* _PROVIDED PASSAGE_
.....
One of the most powerful concepts in AI agents: Voyager
Not even half a year ago, a revolutionary paper was released in the field of autonomous agents research that, in my opinion, hasn’t gotten enough attention given the magnitude of impact it will have. I’m talking about VOYAGER: An Open-Ended Embodied Agent with Large Language Models.
The authors from NVIDIA, Caltech, UT Austin, Stanford, UW Madison, including Jim Fan, have built an agent that can teach itself to play Minecraft. How does it work?
Explore the world, and whenever you find yourself in a new situation, reason about the situation and come up with an idea of what tool to build or use.
Try to use or build the tool. At this point, they have an iterative algorithm, which tries over and over, with the agent self-verifying if the tool was successfully created or the action successfully performed. Example for this: Reasoning: Since you have a wooden pickaxe and some stones, it would be beneficial to upgrade your pickaxe to a stone pickaxe for better efficiency. Task: Craft 1 stone pickaxe.
Once the agent verifies that it successfully performed the task, it will save it in a skill library.
The next time the agent faces a similar situation, it can take the skill from the library instead of having to create it again.
It uses GPT-4 as its reasoning engine. With this simple mechanism, Voyager was able to beat the state of the art by orders of magnitude. It allows the agent to explore the world in a self-supervised fashion without the need for human intervention.
Now the obvious question is - where else can one apply the Voyager approach? Robotics, Healthcare, Education, Environmental Tracking, Smart Home assistants - the possibilities are endless.
For a good reason, this paper won the NeurIPS Outstanding Paper Award.
.....
Natural-language object grounding records

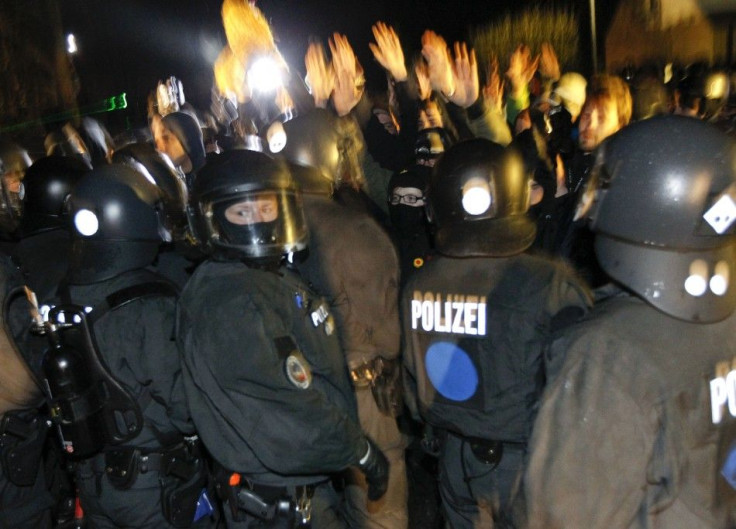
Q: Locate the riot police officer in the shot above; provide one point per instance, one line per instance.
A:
(477, 319)
(264, 374)
(24, 499)
(138, 463)
(353, 263)
(637, 429)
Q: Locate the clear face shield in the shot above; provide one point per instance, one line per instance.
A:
(256, 224)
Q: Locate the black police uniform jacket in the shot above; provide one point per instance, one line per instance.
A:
(265, 378)
(137, 343)
(638, 429)
(476, 331)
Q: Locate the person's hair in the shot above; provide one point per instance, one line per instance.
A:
(604, 87)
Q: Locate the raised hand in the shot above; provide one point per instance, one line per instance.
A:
(549, 66)
(424, 87)
(439, 63)
(493, 90)
(466, 76)
(349, 78)
(521, 68)
(320, 74)
(387, 51)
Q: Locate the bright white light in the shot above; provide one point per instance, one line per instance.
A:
(276, 137)
(264, 75)
(719, 281)
(86, 222)
(476, 196)
(696, 283)
(71, 43)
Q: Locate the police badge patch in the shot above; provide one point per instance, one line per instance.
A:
(297, 371)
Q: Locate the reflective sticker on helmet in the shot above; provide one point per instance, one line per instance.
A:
(320, 315)
(697, 281)
(721, 215)
(476, 196)
(298, 372)
(720, 280)
(451, 371)
(723, 395)
(86, 222)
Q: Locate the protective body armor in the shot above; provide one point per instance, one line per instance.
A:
(477, 331)
(91, 408)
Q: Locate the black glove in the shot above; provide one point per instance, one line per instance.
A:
.....
* _TASK REQUIREMENTS_
A – Write out the Voyager passage word for word, starting at the words "One of the most" and stopping after the words "Large Language Models.".
B – According to the Voyager passage, what does the agent use as its reasoning engine?
Rely on the Voyager passage alone.

* _TASK RESPONSES_
A –
One of the most powerful concepts in AI agents: Voyager
Not even half a year ago, a revolutionary paper was released in the field of autonomous agents research that, in my opinion, hasn’t gotten enough attention given the magnitude of impact it will have. I’m talking about VOYAGER: An Open-Ended Embodied Agent with Large Language Models.

B – GPT-4